◆ **ARTICLE**:
Le Champagne Salon 1964 est dans une forme éblouissante. Le nez commence par avoir quelques traces amères mais qui disparaissent et en bouche, c’est un festival de complexités. Je perçois beaucoup de petits fruits roses et rouges, en bouquet frais, mais aussi du miel et des amandes. Il est tellement varié qu’on pourrait l’analyser à l’infini. Il a une joie de vivre qui est communicative. C’est un très grand Salon riche et persuasif.

Sur les champignons nous avons deux vins très dissemblables. Le Corton-Charlemagne Bonneau du Martray magnum 1989 est d’un charme féminin de première grandeur. Il est précis, ample, et joue sur sa grâce. A côté de lui, le Musigny Blanc Comte de Vogüé 1989 est un rouleau compresseur. C’est Attila, roi des Huns, qui conquiert et envahit. Il a une force de persuasion gigantesque tout en étant gourmand. Les femmes de notre table préfèrent le Corton-Charlemagne. Les hommes seraient plus volontiers partisans de l’envahisseur, ce Musigny si étonnant de richesse et de puissance. C’est le Musigny qui trouve le meilleur écho avec les champignons.

Sur le homard aussi apparaissent deux vins dissemblables. Il le sont déjà par la couleur puisque le Riesling Cuvée Frédéric Emile Maison Trimbach magnum 1976 est très ambré, ce qui indique, ainsi que le goût, la présence d’un botrytis assez marqué. Ce vin est splendide, gourmand, avec des notes fumées, des notes de botrytis et une longueur rare.

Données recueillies
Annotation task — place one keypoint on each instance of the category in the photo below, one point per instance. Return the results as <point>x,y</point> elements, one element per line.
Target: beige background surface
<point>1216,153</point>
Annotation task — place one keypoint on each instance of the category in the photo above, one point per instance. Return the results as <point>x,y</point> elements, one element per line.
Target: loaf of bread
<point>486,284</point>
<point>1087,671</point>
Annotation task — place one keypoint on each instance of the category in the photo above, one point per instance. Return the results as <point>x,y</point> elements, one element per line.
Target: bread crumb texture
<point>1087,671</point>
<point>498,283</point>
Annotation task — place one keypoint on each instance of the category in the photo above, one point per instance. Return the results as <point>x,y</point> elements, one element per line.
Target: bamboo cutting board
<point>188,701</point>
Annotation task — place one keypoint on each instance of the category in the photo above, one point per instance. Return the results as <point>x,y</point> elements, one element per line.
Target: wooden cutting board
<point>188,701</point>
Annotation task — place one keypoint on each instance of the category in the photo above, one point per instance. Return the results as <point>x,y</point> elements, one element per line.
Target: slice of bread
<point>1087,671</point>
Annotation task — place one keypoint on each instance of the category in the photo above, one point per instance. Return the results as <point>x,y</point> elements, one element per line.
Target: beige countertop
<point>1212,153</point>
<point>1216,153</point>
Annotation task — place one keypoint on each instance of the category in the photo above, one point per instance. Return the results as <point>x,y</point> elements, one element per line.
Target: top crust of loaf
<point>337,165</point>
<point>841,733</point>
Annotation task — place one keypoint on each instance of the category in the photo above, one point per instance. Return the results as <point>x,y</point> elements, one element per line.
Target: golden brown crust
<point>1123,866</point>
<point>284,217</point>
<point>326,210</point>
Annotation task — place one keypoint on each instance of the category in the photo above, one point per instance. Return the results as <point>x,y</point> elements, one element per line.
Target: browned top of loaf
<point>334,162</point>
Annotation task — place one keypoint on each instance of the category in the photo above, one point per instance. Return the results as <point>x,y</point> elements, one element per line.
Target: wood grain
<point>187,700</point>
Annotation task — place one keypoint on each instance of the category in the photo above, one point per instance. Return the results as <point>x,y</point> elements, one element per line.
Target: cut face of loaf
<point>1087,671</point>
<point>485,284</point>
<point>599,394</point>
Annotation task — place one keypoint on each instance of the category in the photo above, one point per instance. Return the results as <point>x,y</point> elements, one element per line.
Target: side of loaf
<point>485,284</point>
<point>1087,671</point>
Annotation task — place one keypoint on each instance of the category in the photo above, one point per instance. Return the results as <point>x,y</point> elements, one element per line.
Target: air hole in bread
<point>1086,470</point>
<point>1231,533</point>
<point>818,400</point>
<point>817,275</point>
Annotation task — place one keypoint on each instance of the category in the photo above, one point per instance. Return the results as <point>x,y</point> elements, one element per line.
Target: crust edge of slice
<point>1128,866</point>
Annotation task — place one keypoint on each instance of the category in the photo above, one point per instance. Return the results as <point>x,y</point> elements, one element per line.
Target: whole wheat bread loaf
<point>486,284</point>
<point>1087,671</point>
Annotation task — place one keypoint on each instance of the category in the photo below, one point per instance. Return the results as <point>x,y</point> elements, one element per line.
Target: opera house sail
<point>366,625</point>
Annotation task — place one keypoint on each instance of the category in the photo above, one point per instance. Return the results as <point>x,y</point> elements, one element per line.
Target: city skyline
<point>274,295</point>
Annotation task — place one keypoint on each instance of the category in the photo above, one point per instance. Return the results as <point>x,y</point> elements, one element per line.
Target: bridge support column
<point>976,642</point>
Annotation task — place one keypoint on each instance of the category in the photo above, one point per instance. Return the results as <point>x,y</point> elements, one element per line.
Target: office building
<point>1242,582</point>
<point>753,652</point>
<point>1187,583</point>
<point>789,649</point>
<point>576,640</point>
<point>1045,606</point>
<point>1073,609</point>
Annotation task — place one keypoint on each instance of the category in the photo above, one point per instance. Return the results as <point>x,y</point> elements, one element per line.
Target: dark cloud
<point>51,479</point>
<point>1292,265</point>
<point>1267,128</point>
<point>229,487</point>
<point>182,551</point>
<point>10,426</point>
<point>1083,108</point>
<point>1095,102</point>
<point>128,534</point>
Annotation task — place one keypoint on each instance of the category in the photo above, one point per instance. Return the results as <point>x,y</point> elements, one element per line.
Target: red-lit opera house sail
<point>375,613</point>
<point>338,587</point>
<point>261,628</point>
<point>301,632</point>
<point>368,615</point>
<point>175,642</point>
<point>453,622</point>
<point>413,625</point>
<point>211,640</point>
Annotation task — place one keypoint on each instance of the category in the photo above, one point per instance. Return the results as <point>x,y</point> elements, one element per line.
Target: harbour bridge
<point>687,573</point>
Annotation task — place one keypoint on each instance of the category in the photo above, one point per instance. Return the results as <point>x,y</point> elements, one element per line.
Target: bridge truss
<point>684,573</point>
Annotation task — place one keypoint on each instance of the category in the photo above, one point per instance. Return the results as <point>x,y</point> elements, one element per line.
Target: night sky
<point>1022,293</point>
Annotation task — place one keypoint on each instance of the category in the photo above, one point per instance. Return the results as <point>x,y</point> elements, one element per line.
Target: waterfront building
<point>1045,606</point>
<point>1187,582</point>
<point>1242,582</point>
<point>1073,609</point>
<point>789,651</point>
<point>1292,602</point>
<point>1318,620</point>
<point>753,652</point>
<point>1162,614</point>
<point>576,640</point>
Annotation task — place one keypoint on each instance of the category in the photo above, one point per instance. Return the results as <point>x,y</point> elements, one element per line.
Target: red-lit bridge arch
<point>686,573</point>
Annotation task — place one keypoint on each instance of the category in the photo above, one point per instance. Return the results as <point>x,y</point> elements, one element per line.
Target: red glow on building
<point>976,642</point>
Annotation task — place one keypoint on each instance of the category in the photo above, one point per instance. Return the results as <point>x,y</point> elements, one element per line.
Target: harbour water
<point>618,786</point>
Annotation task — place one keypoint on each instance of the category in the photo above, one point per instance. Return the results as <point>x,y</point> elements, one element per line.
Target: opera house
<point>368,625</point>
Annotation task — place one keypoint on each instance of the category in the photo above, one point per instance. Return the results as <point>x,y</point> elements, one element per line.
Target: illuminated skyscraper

◆ **OBJECTIF**: Poursuivez, s'il vous plaît, le compte rendu de dégustation des vins à la suite de sa dernière phrase.

◆ **RÉSULTAT ATTENDU**:
Le Riesling Scharzhofberger Kabinett Egon Müller 1990 est très différent. Sa couleur est claire et blanche comme un vin de l’année. Le vin avec une petite pointe sucrée est d’un charme et d’une élégance rares. Il est frais, avec des petites notes de fruits blancs et de lacté, et s’efface un peu à côté du Trimbach très conquérant. Jean Trimbach est très fier de la performance de son vin qui correspond à ce qu’il attendait ou espérait.

Le Château Lanessan Haut-Médoc Delbos Bouteiller magnum 1914 avait un bouchon d’origine dont je montre les miettes à toute la table, et un niveau quasiment dans le goulot ce qui est rare. Le nez n’est pas d’une grande précision, mais tout se rattrape en bouche dont Sylvain Pitiot dit que c’est elle qui a la plus grande énergie des trois vins servis ensemble. Ce vin est plein en bouche, évoque la truffe noire, et me ravit par son équilibre et une présence encore jeune pour un vin de cent ans. Seul Aubert de Villaine ne le trouve pas à son goût. Le vin profite bien des délicieuses joues de veau.

Le Clos de Tart 1940 dont le nez était incertain à l’ouverture n’a plus de défaut. Ce qui frappe c’est son charme. Sylvain Pitiot ne l’avait jamais bu. Il s’agit d’un achat qu’il a fait et non pas d’un vin qui a vieilli dans la cave du Clos. Le vin est très élégant, un peu frêle mais porteur de grand plaisir. Le mot qui lui convient est « charme ».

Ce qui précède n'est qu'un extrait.